START Data supplied

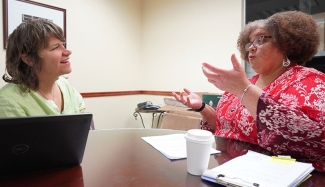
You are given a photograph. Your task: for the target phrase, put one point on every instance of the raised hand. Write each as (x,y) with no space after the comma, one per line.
(233,81)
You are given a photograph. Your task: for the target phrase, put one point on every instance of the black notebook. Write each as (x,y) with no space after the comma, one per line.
(35,143)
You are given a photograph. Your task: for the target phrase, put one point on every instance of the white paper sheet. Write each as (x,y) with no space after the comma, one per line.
(173,146)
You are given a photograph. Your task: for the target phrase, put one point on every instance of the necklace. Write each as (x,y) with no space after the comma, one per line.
(45,96)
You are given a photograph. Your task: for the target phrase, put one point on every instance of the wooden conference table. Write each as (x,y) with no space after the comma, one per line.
(119,157)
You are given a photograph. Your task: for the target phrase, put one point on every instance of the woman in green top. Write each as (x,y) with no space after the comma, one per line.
(36,58)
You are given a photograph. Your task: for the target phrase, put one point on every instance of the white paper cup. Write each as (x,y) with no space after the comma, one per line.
(198,147)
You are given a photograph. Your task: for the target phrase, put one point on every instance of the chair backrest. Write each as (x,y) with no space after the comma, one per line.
(179,122)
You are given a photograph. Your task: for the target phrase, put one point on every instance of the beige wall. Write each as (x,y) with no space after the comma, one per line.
(122,45)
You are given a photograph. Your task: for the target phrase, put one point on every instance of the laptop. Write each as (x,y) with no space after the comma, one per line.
(35,143)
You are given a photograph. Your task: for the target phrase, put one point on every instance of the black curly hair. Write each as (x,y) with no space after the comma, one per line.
(293,32)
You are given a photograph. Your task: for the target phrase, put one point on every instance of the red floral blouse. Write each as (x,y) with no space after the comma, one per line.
(290,116)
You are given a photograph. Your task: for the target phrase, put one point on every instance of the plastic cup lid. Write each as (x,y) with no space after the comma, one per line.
(199,135)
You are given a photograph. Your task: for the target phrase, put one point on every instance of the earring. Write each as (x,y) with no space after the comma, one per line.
(287,62)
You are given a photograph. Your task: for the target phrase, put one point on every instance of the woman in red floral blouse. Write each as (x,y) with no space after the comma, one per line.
(282,108)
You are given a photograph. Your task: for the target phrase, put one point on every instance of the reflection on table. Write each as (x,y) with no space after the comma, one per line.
(119,157)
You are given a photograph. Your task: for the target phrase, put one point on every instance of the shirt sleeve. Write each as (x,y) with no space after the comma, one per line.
(296,127)
(10,108)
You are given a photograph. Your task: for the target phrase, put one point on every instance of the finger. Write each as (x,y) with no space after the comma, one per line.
(209,74)
(211,68)
(187,91)
(235,63)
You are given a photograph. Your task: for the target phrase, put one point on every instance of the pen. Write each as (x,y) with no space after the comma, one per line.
(222,175)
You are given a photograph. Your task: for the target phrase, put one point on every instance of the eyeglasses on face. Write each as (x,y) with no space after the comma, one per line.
(257,42)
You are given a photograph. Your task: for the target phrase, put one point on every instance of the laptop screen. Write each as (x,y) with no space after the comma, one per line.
(37,143)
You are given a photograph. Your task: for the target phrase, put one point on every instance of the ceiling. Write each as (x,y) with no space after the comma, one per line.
(261,9)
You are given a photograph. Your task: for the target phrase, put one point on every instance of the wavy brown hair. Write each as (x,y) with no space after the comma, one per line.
(293,32)
(28,38)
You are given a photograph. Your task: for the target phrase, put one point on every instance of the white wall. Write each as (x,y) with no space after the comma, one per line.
(123,45)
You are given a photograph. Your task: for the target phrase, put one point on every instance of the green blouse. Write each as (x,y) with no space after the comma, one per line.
(14,103)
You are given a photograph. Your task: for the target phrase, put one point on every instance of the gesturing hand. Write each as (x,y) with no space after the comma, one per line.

END Data supplied

- **Assignment**
Please reproduce every entry above exactly, but leave out the pictures.

- **The completed task**
You are given a photograph. Your task: for the target phrase, put one point on every instance of the raised hand. Write each as (x,y) with no space after the comma, one per line.
(233,81)
You are given a photograph. Your task: for the target phrase, put one point on every instance of the black notebook. Write each as (x,y) with no space after the comma, one per line.
(35,143)
You are given a photograph. Your task: for the target phrase, put one point on every instance of the white paper sheet. Write each as (x,y) with no space after the comma, one per line.
(173,146)
You are given a photograph. Your task: for the target phrase, put one point on every instance of the necklace. Write each as (x,y) with no space after the comma, one per line.
(45,96)
You are given a photograph. Your task: for the target phrase, put one point on every instance of the wooden conference table. Write each as (x,y) with no space after the comma, one per line.
(119,157)
You are given a photograph. Your task: for the target phrase, put one point on every instance of the woman in green top. Write each as (x,y) with no space after the comma, one per line.
(36,58)
You are given a photograph. Your task: for the target phrase, put one point on every instance of the white paper cup. Write each as (x,y) with no space after the comma, one per line.
(198,147)
You are given a photograph. Your task: for the target phrase, put one point on every instance of the chair backrest. Write each as (x,y) with no space after the comma, one per line.
(179,122)
You are given a photograph. Your task: for the target phrase, put one point on every instance of the beige wall. Write each as (x,y) with no space after the comma, one per line.
(122,45)
You are given a photograph. Your task: for the target phrase, put one point on every instance of the laptop. Write each as (x,y) with no space after the comma, one per line.
(35,143)
You are given a photograph. Your task: for the target phrase, put one point on every instance of the black curly hair. Write each as (x,y) with no space after the comma, one per line.
(293,32)
You are given a photograph. Your task: for the target phrase, put one point on every instance of the red floral blouse. Write each as (x,y) with no space after the comma, one per line.
(290,116)
You are given a photograph. Your task: for the target phrase, put one point on every instance of the plastic cup lid. Write each as (x,y) with no space after the comma, one per line.
(199,135)
You are given a photograph. Your task: for the target phrase, put one point on every instance of the earring. Write each as (x,y) with no space after the comma, one per line.
(287,62)
You are given a photograph. Your task: for the target phrase, put one point on every instance of the woman in red floral blouse. Write each as (x,y) with no space after the comma, one per line.
(282,108)
You are given a photograph. Your task: for the target phrase, put one point on every instance of the reflection on table. Write each as (x,y) with no space after the comma, one per line.
(119,157)
You are given a photograph. Your task: for the target phrase, put one point on every instance of the shirt sleeve. Write each as (x,y) with no space after the comma, one per line.
(296,127)
(10,108)
You are given a photograph. Your task: for the target phrase, put one point on every instance of the finger. Write each as (x,y) with no space after the comma, one per line.
(209,74)
(211,68)
(187,91)
(235,63)
You are given a photograph. Your task: for the target phrase, put one point on every instance of the pen. Write each as (x,y) with no space after the comma, one per line.
(222,175)
You are given a photograph. Your task: for the target phrase, put one point on every instance of the eyeglasses on face. Write each as (x,y) with no space after the comma, one per line.
(257,42)
You are given a photograph. Your task: for the target phrase, put one point on every instance of the laptop screen. Write each as (x,y) with no space after the comma, one per line.
(37,143)
You are given a photograph. Your task: for the target phrase, put one point on every instance of the ceiling. Write each as (x,y) with no space after the comma, one per line.
(261,9)
You are given a photograph. Your task: for the target phrase, put one point on every instance of the wavy brown hair. Write each as (x,y) with no space after the comma, one per line.
(293,32)
(28,38)
You are given a photograph. Your task: for the target phrase, put one point on every instance of the white wall. Write each as (x,y) with no space after the comma, one per line.
(123,45)
You are given a photograph. Your task: for the target phrase, put one point on every instance of the green blouse. Write each as (x,y) with no space after the comma, one per line.
(14,103)
You are given a photograph. Your task: for the target phrase, put one point on every instance of the gesturing hand. Write each as (x,y) with no space after the comma, one per line.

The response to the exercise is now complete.